▶ Description of the task
Copy the following lines word for word, with no changes.
══════
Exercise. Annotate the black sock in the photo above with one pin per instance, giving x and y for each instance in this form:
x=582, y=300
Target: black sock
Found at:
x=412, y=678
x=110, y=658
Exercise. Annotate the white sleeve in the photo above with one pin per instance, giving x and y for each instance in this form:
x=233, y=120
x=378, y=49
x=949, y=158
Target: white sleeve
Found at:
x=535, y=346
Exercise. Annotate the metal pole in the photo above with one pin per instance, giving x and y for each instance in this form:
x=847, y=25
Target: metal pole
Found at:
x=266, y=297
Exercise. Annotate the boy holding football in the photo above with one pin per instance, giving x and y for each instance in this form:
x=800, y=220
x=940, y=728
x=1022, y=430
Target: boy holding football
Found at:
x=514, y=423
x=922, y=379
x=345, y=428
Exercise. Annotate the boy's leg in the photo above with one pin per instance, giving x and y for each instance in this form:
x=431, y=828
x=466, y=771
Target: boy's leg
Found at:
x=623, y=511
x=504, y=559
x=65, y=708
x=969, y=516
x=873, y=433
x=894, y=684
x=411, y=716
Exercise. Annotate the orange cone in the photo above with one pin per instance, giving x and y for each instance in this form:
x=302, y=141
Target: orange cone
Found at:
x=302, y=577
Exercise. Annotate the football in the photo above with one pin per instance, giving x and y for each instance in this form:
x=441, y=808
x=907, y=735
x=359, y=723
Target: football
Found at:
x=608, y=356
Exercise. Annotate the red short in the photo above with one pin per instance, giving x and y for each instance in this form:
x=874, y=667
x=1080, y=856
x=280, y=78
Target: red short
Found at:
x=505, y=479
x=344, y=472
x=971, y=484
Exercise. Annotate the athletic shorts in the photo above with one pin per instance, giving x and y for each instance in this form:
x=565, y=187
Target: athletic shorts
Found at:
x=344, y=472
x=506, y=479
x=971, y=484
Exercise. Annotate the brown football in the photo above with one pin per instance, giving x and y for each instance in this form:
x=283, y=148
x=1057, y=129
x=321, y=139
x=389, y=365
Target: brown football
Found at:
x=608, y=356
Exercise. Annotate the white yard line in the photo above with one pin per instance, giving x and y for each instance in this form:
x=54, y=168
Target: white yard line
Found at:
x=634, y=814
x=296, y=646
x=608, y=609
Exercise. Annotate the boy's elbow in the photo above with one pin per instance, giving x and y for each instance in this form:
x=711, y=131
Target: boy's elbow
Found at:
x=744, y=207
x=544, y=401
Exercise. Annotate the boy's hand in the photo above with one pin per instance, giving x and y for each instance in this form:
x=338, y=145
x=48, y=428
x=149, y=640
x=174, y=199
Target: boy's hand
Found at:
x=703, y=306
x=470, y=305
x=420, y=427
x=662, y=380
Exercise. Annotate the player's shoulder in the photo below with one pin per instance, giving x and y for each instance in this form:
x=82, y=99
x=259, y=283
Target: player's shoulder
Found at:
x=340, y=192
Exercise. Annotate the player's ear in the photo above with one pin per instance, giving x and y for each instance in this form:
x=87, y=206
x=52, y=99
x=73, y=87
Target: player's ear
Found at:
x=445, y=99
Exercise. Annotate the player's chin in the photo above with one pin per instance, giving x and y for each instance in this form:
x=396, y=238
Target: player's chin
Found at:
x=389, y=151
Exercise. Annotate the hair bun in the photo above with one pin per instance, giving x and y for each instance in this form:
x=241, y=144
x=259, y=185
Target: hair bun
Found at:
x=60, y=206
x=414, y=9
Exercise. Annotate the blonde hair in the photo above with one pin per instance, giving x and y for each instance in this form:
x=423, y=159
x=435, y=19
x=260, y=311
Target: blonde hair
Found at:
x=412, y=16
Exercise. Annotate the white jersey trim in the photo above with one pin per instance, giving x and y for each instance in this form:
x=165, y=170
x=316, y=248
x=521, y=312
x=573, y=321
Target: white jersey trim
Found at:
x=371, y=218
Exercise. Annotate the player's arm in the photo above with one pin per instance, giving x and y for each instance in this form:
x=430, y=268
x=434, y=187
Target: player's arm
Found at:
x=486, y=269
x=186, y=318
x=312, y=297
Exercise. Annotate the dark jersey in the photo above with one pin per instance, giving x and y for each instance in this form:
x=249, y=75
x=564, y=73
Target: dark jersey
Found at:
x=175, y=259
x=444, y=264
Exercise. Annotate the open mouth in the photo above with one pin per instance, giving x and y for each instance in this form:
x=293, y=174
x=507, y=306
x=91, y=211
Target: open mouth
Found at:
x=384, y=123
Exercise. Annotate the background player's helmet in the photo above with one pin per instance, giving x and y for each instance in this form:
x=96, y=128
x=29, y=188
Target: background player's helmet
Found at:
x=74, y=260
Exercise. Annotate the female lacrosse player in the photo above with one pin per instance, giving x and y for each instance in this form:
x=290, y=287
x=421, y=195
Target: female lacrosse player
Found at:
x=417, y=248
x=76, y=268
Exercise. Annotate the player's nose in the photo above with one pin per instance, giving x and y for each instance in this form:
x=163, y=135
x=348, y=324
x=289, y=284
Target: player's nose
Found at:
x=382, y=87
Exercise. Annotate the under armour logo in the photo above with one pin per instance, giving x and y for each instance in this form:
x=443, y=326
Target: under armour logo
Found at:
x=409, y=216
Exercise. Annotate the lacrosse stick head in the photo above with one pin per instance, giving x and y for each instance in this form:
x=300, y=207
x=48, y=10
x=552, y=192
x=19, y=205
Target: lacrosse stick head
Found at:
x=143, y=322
══════
▶ Solution to the problem
Exercise. Annotate the black sock in the photo above with one pin per instance, giving x and y for each instance in this form:
x=582, y=300
Target: black sock
Found at:
x=412, y=678
x=110, y=658
Exercise. Annotate the white sleeve in the photo above with one pin per instance, giving x and y for each instance in this form:
x=233, y=120
x=378, y=49
x=949, y=158
Target: white sleeve
Found at:
x=535, y=346
Exercise. Annotate the metal pole in the photo above with one pin per instance, giving x and y for each instance in this form:
x=847, y=25
Target: metal pole
Found at:
x=266, y=297
Exercise. Annotate the boy holding football in the photo above with one pin per instance, giving x and y for each instance in this form:
x=800, y=220
x=940, y=728
x=1022, y=430
Target: boy holding football
Found at:
x=514, y=423
x=922, y=379
x=345, y=428
Exercise. Annotate the boy's leg in the photo above with one pin per instance, giving x and y for each instance in this form:
x=431, y=828
x=466, y=771
Target: boy's leg
Found at:
x=623, y=511
x=504, y=559
x=65, y=708
x=969, y=516
x=873, y=433
x=894, y=684
x=411, y=716
Exercise. Annotate the orange cone in the photo above with one pin per instance, giving x and y for each instance in this form:
x=302, y=141
Target: orange cone
Found at:
x=302, y=577
Exercise. Annotate the football in the photo above with one pin per instance, giving x and y for each instance in this form:
x=441, y=808
x=907, y=735
x=359, y=723
Target: football
Found at:
x=608, y=356
Exercise. Annotate the red short in the photo above with one pin per instance, giving x and y for each instance in this form:
x=874, y=667
x=1080, y=856
x=280, y=78
Target: red short
Found at:
x=505, y=479
x=344, y=472
x=971, y=484
Exercise. Annotate the athletic shorts in the photo above with one pin per instance, giving x and y for each instance in this form:
x=565, y=187
Target: athletic shorts
Found at:
x=344, y=472
x=506, y=479
x=971, y=484
Exercise. Annotate the brown football in the photo above with one pin per instance, giving x and y for each instance in this form:
x=283, y=148
x=1057, y=129
x=321, y=139
x=389, y=365
Target: brown football
Found at:
x=608, y=356
Exercise. Annotate the white yard line in the photo above with one pin per instance, giving x and y for each instance in this form:
x=54, y=168
Target: white yard line
Found at:
x=634, y=814
x=296, y=646
x=608, y=609
Exercise. Annotate the boy's elbow in the photo above with one pin per instance, giving x and y for each instance in this form:
x=711, y=131
Target: boy's elbow
Found at:
x=744, y=207
x=544, y=401
Exercise. Annotate the boy's hand in the photo above with one pin per instance, giving x and y for each instance in this form:
x=338, y=145
x=48, y=428
x=149, y=640
x=174, y=199
Target: boy's hand
Found at:
x=703, y=306
x=470, y=305
x=420, y=427
x=662, y=380
Exercise. Annotate the player's shoulder in the photo below with one pin per instance, giving x and y for each instance in this form:
x=82, y=99
x=259, y=283
Target: player's shoulder
Found at:
x=340, y=192
Exercise. Annotate the player's ear in the photo above with one pin per instance, giving x and y for each instance in this form:
x=87, y=206
x=52, y=99
x=73, y=87
Target: player's ear
Found at:
x=445, y=99
Exercise. Annotate the player's chin in the photo above with one pin per instance, giving x and y for each instance in this form:
x=396, y=238
Target: player's chin
Found at:
x=389, y=151
Exercise. Annotate the hair bun in the photo above with one pin per instance, giving x and y for each instance in this form:
x=241, y=144
x=259, y=185
Target: hair bun
Found at:
x=60, y=206
x=414, y=9
Exercise. Annotate the blonde hair in the photo above with one pin per instance, giving x and y for each instance in this form:
x=423, y=159
x=435, y=19
x=260, y=311
Target: blonde hair
Found at:
x=412, y=16
Exercise. Annotate the white jersey trim in the photo above with one pin per instance, giving x and y for each instance in this form:
x=165, y=170
x=316, y=248
x=521, y=312
x=573, y=321
Target: white jersey trim
Found at:
x=371, y=218
Exercise. Annotate the player's arm in the photo above with one pin per instance, giving x and y for each instance in this form:
x=430, y=268
x=434, y=187
Target: player's arm
Found at:
x=486, y=269
x=186, y=318
x=312, y=297
Exercise. Annotate the dark jersey in the photo above with one pin per instance, giving x and y for each instance in this form:
x=249, y=75
x=564, y=73
Target: dark jersey
Found at:
x=175, y=259
x=444, y=264
Exercise. Annotate the open mouth in the photo above with one pin per instance, giving x and y for each instance in this form:
x=293, y=174
x=507, y=306
x=91, y=211
Target: open mouth
Found at:
x=384, y=123
Exercise. Annotate the background player's helmet in the photo above with one pin per instance, giving x and y for each instance in this form:
x=96, y=128
x=29, y=188
Target: background player's helmet
Found at:
x=74, y=260
Exercise. Annotate the female lacrosse player in the photo above with one pin per instance, giving x and y for each instance in this form:
x=290, y=287
x=421, y=195
Target: female lacrosse player
Found at:
x=417, y=248
x=76, y=268
Exercise. Annotate the player's nose in the photo above with one pin per instance, giving x and y for each instance in this form:
x=163, y=135
x=348, y=324
x=289, y=284
Target: player's nose
Found at:
x=382, y=87
Exercise. Annotate the under armour logo in the photo above with one pin per instance, giving x and y for each instance in this form:
x=443, y=326
Target: under armour logo
Found at:
x=409, y=216
Exercise. Annotate the lacrosse stick head in the photo above with one pin per instance, giving x and y for each instance in this form:
x=300, y=207
x=48, y=10
x=552, y=192
x=19, y=205
Target: lacrosse stick head
Found at:
x=143, y=322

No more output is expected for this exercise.